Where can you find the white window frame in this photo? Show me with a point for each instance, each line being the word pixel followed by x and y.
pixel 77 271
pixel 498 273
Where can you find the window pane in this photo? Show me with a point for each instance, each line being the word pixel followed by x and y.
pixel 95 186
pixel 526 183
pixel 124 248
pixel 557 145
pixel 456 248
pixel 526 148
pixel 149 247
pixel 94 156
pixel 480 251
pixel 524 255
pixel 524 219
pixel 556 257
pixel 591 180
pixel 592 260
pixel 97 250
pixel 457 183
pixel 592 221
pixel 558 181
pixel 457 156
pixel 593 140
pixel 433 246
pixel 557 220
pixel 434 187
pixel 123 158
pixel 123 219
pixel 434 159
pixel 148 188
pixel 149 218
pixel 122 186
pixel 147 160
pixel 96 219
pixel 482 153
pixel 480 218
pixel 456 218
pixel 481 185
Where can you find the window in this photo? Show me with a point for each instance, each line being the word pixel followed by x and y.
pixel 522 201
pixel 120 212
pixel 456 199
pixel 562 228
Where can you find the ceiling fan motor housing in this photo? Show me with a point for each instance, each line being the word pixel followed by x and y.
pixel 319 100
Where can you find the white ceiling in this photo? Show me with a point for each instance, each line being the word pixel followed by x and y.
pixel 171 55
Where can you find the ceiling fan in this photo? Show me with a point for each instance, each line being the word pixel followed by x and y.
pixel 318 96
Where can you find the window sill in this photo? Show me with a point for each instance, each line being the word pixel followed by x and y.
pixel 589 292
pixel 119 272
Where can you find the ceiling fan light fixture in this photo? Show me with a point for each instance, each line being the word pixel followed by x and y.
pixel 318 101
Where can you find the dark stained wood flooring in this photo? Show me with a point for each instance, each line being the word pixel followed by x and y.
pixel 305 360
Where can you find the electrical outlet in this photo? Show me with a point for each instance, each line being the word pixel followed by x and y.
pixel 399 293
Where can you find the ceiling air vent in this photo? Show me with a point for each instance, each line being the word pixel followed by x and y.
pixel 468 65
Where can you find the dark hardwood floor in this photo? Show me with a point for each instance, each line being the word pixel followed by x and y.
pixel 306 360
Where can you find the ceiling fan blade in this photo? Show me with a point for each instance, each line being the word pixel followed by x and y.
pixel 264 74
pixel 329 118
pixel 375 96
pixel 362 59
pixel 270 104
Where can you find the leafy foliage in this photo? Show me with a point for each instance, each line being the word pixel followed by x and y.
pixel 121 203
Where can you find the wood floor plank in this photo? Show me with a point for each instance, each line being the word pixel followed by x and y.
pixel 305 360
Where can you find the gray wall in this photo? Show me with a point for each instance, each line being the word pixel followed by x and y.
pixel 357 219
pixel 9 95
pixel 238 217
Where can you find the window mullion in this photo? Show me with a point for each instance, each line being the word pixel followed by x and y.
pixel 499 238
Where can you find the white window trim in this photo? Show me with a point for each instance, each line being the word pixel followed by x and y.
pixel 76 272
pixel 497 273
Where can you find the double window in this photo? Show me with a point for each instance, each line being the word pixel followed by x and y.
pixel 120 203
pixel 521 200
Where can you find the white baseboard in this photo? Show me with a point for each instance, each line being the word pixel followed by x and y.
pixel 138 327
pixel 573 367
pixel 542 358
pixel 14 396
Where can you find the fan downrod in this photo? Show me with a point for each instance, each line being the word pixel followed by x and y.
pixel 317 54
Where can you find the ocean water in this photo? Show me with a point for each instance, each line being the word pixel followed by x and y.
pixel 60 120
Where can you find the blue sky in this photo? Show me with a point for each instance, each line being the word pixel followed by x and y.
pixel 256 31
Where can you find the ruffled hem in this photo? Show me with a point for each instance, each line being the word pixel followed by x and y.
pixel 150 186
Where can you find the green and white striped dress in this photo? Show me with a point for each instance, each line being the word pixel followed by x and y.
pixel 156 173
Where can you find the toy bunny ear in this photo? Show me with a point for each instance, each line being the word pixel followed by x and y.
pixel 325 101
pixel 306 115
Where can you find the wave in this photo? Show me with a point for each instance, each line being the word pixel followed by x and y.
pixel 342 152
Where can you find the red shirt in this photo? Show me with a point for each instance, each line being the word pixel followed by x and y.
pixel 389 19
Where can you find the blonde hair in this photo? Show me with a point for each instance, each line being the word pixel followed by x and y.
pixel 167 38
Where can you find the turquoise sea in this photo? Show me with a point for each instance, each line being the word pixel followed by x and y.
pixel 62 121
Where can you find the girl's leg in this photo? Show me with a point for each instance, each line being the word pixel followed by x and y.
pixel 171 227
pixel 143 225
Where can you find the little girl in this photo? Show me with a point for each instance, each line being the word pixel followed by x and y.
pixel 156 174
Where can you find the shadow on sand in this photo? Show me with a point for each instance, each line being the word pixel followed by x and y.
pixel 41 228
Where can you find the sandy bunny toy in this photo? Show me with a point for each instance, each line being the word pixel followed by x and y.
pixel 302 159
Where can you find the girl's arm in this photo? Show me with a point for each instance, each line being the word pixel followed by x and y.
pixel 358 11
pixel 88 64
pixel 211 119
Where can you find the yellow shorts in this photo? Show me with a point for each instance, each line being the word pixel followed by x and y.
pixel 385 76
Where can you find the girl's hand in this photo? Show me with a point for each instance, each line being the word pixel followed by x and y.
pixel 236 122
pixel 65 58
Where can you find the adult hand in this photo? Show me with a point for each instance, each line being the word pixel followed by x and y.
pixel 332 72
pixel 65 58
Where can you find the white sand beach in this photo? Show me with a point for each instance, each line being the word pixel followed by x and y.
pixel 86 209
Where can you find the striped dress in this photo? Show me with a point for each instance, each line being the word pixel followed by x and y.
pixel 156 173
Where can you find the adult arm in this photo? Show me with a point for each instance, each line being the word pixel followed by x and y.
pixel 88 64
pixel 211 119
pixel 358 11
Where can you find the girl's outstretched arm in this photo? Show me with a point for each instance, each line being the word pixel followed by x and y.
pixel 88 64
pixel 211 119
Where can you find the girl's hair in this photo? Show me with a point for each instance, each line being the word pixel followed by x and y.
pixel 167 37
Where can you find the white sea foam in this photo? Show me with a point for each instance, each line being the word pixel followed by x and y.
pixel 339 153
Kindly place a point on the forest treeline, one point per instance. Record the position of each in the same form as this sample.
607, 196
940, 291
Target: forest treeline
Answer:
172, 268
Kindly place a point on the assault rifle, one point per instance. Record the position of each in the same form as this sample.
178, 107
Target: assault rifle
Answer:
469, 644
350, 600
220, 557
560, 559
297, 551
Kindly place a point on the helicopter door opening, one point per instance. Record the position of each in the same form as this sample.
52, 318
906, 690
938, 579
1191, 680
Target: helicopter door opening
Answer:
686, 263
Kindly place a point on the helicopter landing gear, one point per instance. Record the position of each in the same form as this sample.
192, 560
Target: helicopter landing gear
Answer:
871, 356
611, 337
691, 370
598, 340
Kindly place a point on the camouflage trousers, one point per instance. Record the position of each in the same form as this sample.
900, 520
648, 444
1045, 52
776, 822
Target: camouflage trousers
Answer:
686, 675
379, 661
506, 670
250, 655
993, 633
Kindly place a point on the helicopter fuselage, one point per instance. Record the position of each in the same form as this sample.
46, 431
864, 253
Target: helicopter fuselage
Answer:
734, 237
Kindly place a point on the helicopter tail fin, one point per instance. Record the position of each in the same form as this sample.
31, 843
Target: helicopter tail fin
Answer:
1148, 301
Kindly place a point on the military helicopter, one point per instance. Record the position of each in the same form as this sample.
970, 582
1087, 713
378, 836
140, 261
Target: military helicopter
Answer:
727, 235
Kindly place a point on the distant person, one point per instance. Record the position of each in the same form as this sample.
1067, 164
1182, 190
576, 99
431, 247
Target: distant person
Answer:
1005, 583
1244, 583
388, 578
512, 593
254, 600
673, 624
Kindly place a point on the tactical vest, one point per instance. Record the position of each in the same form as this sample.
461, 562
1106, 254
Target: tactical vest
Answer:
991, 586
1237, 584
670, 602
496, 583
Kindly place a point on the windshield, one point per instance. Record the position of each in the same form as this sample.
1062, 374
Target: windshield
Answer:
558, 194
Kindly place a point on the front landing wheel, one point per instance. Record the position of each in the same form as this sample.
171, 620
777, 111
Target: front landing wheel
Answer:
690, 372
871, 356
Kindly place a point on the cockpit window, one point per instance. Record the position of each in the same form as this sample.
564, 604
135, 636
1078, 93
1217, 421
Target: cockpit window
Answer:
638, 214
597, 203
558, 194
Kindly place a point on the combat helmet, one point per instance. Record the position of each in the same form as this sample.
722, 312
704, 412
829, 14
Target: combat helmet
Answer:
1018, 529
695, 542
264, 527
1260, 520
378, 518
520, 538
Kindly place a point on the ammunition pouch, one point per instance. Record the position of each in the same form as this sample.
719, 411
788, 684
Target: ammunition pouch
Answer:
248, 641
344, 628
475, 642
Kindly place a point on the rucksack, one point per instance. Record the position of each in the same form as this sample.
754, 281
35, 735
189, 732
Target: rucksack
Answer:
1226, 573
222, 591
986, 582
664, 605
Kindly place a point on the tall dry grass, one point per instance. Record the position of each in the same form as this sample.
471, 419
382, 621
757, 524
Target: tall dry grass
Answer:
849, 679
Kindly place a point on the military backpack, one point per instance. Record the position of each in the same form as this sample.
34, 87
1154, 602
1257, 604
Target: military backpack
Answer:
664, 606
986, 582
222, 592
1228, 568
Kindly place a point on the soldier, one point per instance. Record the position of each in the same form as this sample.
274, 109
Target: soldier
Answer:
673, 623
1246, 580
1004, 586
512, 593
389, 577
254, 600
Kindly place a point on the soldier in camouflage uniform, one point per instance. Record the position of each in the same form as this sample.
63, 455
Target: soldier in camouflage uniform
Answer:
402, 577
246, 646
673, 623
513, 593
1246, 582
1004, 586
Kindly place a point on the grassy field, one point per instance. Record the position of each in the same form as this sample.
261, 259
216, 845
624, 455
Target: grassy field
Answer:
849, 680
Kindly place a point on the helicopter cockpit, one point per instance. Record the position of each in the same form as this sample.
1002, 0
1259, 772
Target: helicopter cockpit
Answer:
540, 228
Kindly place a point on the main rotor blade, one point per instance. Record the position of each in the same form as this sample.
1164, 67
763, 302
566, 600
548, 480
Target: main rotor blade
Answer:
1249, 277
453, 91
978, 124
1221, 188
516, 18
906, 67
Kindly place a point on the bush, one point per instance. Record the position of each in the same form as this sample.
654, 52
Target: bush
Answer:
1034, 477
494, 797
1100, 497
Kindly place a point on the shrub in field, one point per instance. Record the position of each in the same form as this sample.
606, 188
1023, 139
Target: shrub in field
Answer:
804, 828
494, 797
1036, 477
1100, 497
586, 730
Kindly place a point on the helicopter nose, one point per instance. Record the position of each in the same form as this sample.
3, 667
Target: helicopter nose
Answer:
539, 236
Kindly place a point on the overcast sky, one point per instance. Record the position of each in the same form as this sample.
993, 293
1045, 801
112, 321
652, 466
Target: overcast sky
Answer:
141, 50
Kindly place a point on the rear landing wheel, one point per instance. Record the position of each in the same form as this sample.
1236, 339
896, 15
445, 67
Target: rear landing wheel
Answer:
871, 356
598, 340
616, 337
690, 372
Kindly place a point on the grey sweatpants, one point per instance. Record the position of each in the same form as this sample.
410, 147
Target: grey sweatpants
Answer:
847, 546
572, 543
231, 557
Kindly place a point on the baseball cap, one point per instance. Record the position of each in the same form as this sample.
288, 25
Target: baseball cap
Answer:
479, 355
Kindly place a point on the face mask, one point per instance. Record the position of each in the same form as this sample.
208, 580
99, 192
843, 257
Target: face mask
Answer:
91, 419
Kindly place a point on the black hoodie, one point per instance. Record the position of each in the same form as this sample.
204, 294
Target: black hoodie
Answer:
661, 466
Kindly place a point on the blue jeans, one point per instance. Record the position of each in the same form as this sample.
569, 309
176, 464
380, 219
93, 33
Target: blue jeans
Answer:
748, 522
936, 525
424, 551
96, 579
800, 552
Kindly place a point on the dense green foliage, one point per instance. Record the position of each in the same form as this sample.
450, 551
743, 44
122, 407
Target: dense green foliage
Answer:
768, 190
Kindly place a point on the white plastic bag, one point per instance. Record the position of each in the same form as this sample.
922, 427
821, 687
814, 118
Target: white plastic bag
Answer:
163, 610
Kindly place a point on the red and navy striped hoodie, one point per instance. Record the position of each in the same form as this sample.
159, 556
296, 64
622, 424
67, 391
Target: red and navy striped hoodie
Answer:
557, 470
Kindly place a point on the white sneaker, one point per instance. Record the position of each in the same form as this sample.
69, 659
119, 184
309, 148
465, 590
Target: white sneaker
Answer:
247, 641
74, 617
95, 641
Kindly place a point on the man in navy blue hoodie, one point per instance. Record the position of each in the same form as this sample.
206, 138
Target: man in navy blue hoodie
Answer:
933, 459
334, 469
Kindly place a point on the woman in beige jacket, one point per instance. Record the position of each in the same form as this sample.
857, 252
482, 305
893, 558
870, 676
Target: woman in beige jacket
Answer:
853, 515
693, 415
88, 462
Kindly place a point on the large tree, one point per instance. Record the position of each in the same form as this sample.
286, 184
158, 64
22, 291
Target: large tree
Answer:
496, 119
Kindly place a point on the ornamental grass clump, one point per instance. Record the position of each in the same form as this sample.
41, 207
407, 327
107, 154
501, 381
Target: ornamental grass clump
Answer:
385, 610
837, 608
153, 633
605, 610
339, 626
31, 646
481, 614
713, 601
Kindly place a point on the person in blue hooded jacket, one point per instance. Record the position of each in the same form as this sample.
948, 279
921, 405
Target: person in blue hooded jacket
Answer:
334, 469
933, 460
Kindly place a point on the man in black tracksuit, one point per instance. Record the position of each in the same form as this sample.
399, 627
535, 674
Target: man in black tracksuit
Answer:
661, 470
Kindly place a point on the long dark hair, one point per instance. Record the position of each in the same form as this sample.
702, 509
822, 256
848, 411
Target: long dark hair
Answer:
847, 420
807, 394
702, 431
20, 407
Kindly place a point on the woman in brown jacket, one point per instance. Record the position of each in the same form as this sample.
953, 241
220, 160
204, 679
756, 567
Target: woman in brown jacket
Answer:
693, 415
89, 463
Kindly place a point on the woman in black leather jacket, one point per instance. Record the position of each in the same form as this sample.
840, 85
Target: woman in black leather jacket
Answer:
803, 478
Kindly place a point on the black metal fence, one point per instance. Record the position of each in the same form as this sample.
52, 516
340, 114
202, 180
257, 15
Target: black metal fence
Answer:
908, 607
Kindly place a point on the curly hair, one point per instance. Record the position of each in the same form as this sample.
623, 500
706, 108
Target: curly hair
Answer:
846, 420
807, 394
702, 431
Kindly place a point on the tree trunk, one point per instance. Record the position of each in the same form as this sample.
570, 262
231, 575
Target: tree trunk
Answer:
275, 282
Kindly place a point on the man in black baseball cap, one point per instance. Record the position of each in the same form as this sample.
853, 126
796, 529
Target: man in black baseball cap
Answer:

■ ■ ■ ■ ■

**TASK DESCRIPTION**
From the line containing "Kindly place a point on the woman in black" down to the final line of the data, write out every line exactly; both the first and last of these belong in your answer, and nothing else does.

**RESPONSE FOR THIS EXERCISE**
Kindly place a point on the woman in black leather jacket, one point per instance. Record the position of each in the same form as this sample.
840, 85
Target: woman in black leather jacket
Answer:
803, 478
Kindly place a point on the black metal fence, one point per instance. Record the position of each in the same form as this sample.
52, 516
340, 114
202, 180
257, 15
Target: black metal fence
Answer:
908, 607
Kindly place a point on the curly hair, one point per instance. Record the position of each in the same form as this sample.
623, 500
706, 108
Target: curly hair
Answer:
846, 420
807, 394
702, 431
Kindly place a point on the tree trunk, one point per instance. Record the position of each in the same form as this sample.
570, 262
231, 575
Target: tree trunk
Answer:
275, 282
Kindly place a point on the man in black baseball cap, one point per instance. Record the position of each in the same form as this sample.
853, 126
796, 529
Target: man in black baseball cap
Answer:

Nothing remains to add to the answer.